**** MATERIAL FOR THIS TASK ****
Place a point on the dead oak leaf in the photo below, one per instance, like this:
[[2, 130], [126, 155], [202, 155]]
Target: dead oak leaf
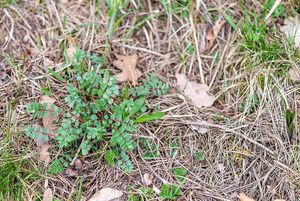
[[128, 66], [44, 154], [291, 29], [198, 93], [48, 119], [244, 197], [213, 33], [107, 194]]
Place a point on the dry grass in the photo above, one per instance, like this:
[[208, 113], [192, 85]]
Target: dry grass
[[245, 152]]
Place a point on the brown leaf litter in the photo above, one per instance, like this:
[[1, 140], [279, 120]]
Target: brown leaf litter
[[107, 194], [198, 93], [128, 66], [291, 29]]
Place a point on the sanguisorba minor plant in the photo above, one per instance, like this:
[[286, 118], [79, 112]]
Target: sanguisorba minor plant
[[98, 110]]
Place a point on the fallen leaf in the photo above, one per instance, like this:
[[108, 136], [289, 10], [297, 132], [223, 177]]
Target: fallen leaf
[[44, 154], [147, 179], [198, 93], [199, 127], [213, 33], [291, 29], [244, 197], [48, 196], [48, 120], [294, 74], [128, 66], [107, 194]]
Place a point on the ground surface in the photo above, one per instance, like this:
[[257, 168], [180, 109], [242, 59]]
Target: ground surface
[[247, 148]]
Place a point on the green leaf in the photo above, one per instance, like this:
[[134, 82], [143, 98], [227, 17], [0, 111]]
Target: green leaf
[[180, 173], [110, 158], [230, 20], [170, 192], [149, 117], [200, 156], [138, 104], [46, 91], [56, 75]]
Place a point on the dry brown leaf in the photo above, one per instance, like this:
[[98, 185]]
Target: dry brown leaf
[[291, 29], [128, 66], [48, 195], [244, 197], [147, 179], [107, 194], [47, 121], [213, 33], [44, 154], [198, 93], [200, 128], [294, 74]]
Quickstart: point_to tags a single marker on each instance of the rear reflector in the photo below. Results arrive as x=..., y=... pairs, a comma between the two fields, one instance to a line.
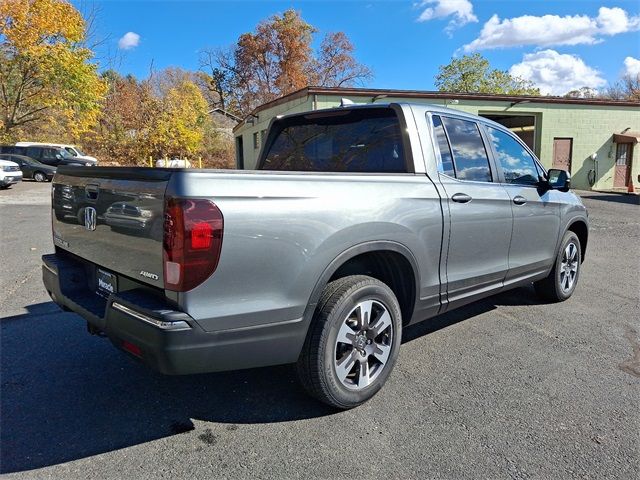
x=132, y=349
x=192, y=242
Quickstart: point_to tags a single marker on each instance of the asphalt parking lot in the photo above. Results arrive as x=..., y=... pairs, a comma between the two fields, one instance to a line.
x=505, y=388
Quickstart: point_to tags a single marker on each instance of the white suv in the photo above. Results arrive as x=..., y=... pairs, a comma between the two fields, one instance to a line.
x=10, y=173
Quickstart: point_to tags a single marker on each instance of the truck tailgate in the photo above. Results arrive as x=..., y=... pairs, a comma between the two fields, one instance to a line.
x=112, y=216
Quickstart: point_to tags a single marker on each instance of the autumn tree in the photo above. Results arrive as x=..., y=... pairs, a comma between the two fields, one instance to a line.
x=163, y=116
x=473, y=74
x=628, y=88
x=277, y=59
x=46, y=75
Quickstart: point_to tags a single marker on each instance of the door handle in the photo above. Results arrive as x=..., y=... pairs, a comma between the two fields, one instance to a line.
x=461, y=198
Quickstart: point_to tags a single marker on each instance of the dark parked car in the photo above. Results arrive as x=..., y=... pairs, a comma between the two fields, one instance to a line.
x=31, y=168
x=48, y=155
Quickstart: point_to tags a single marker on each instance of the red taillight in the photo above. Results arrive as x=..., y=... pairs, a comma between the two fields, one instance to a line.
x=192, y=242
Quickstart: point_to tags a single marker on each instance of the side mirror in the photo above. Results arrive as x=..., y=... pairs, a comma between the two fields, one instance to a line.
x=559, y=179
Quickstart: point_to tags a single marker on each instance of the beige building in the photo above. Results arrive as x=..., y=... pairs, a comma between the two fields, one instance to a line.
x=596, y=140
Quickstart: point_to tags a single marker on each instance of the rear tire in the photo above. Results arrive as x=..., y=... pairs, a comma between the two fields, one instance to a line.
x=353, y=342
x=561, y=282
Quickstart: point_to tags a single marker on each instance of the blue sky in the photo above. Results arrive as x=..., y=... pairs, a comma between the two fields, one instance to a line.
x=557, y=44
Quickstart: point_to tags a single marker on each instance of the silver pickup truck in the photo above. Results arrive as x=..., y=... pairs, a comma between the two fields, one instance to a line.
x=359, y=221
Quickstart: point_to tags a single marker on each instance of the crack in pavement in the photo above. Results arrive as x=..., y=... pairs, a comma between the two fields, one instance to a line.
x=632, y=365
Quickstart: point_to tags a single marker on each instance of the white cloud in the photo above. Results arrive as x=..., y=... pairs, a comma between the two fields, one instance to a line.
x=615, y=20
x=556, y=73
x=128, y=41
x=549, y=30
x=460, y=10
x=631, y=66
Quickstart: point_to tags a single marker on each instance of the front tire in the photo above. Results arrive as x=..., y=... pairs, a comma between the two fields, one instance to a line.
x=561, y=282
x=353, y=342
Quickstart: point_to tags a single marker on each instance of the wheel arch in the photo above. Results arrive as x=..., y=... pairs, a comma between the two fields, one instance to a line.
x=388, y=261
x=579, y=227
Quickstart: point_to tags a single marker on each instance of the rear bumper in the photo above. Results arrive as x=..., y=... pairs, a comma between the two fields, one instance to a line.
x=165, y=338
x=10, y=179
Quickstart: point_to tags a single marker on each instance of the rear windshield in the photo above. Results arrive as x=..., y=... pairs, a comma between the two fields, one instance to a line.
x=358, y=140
****
Transcribe every line of the material above without changing a word, and leave the pictures out of your copy.

OUTPUT FOR THIS TASK
Place a point on the dead oak leaf in the photo below, one per instance, like this:
[[2, 130], [126, 155], [202, 155]]
Target: dead oak leaf
[[128, 66], [44, 154], [291, 29], [198, 93], [48, 119], [244, 197], [213, 33], [107, 194]]
Place a point on the dry grass in the photo above, one per instance, like this:
[[208, 113], [192, 85]]
Target: dry grass
[[245, 152]]
Place a point on the brown leaf litter in the photo above, one per instance, like this:
[[1, 140], [279, 120]]
Target: brown leaf litter
[[107, 194], [198, 93], [128, 66], [291, 29]]
Place a point on the sanguisorba minor plant in the photo above, one per instance, like this:
[[286, 118], [79, 112]]
Target: sanguisorba minor plant
[[98, 110]]
Place a point on the fallen leaf in the photo above, one per instance, like this:
[[108, 136], [289, 10], [297, 132], [223, 177]]
Target: fallen leaf
[[44, 154], [147, 179], [198, 93], [199, 127], [213, 33], [291, 29], [244, 197], [48, 196], [48, 120], [294, 74], [128, 66], [107, 194]]
Place a point on the ground surface in the photo above, one per instance, like this:
[[257, 168], [180, 109], [242, 59]]
Target: ground surface
[[247, 148]]
Place a point on the green leaf in the photo above, one per instance, like this:
[[134, 82], [143, 98], [227, 17], [0, 111]]
Target: green leaf
[[180, 173], [110, 158], [230, 20], [170, 192], [149, 117], [200, 156], [138, 104], [46, 91], [56, 75]]
Place a point on the dry brown leaf in the photo above, one per instance, like this:
[[98, 185]]
Target: dry brown leaf
[[291, 29], [128, 66], [48, 195], [244, 197], [147, 179], [107, 194], [47, 121], [213, 33], [44, 154], [198, 93], [200, 128], [294, 74]]
Quickstart: point_to tags a single marker on each instance of the rear reflector in the photo below. Results arrive as x=..., y=... pairs, a comma between the two fields, one instance to a line.
x=132, y=349
x=192, y=242
Quickstart: point_to tags a single marker on each instance of the asphalt parking lot in the photo above. Results arrive as x=..., y=... pairs, a comma between the two fields, one instance to a line.
x=505, y=388
Quickstart: point_to tags a single marker on each instance of the white suv in the photo above. Results arrive as x=..., y=... pairs, a comma between the two fields, one instance to a line.
x=10, y=173
Quickstart: point_to tags a single marker on each instance of the truck tailgate in the photo above. Results arrive as x=..., y=... pairs, a comma between the two fields, one instance to a line.
x=112, y=216
Quickstart: point_to tags a single marker on each instance of the autumn tree in the photo above. Results arrive as x=..., y=... pairs, a comma between the two fields, one instance to a line.
x=163, y=116
x=473, y=74
x=628, y=88
x=277, y=59
x=46, y=75
Quickstart: point_to tags a single marker on each instance of the door handle in the photo above. Results arrive as x=..., y=... pairs, a comma between the two fields, one instance to a line.
x=461, y=198
Quickstart: point_to tags a single marker on each instance of the dark parked car in the photo above. Results arrive as x=..., y=... pairs, a comma between the two fields, one instance to a line.
x=31, y=168
x=48, y=155
Quickstart: point_to tags a single marker on each instance of the red taillight in the photo above. Results arrive as x=..., y=... pairs, a comma between the two fields, one instance to a line.
x=192, y=242
Quickstart: point_to tags a single marker on each instance of the side mirror in the photo above. Results arrive as x=..., y=... pairs, a comma between the two fields, one instance to a line.
x=559, y=179
Quickstart: point_to tags a single marker on each instance of the beige building in the photo above. Results arrive as x=..., y=... pairs, a comma between the two fields, one instance to a line.
x=596, y=140
Quickstart: point_to tags a single marker on each instance of the rear tire in the photo above. Results arrive as x=..., y=... pairs, a comma between the two fields, one instance to a line.
x=353, y=342
x=561, y=282
Quickstart: point_to tags a single marker on each instance of the blue sky in the photo above. Results arrive as x=..., y=... pairs, a comma between the two fields, one instance to a line.
x=557, y=44
Quickstart: point_to tags a single marker on each instance of the silver pickup truck in the photo above. Results arrive as x=..., y=... pairs, a comma between the two fields, one instance to a line.
x=359, y=221
Quickstart: point_to tags a single marker on each instance of the crack in pavement in the photo above. Results arrive as x=..., y=... pairs, a comma between the two fields, one instance to a line.
x=632, y=365
Quickstart: point_to tags a single marker on each instance of the white cloud in the photo above. Results arrive as x=..., y=... pairs, a comma between the two fields, one instance to a line.
x=615, y=20
x=556, y=73
x=128, y=41
x=549, y=30
x=460, y=10
x=631, y=66
Quickstart: point_to tags a single marker on each instance of the front tire in the photo above. Results arrive as x=..., y=... pairs, a comma between the two fields, one instance to a line.
x=561, y=282
x=353, y=342
Quickstart: point_to tags a single marker on each instance of the wheel arch in the photo above. Results arrive as x=..., y=... pairs, a comma between the two fields, one instance to a line.
x=388, y=261
x=579, y=227
Quickstart: point_to tags a single marker on each instance of the rear bumper in the photo above. Results arrive as x=..., y=... pairs, a comma between the two fields, one instance to a line.
x=165, y=338
x=10, y=179
Quickstart: point_to tags a single marker on each instance of the rear windshield in the photo above. Results arrive as x=..., y=... pairs, a comma between the two fields, one instance to a line.
x=358, y=140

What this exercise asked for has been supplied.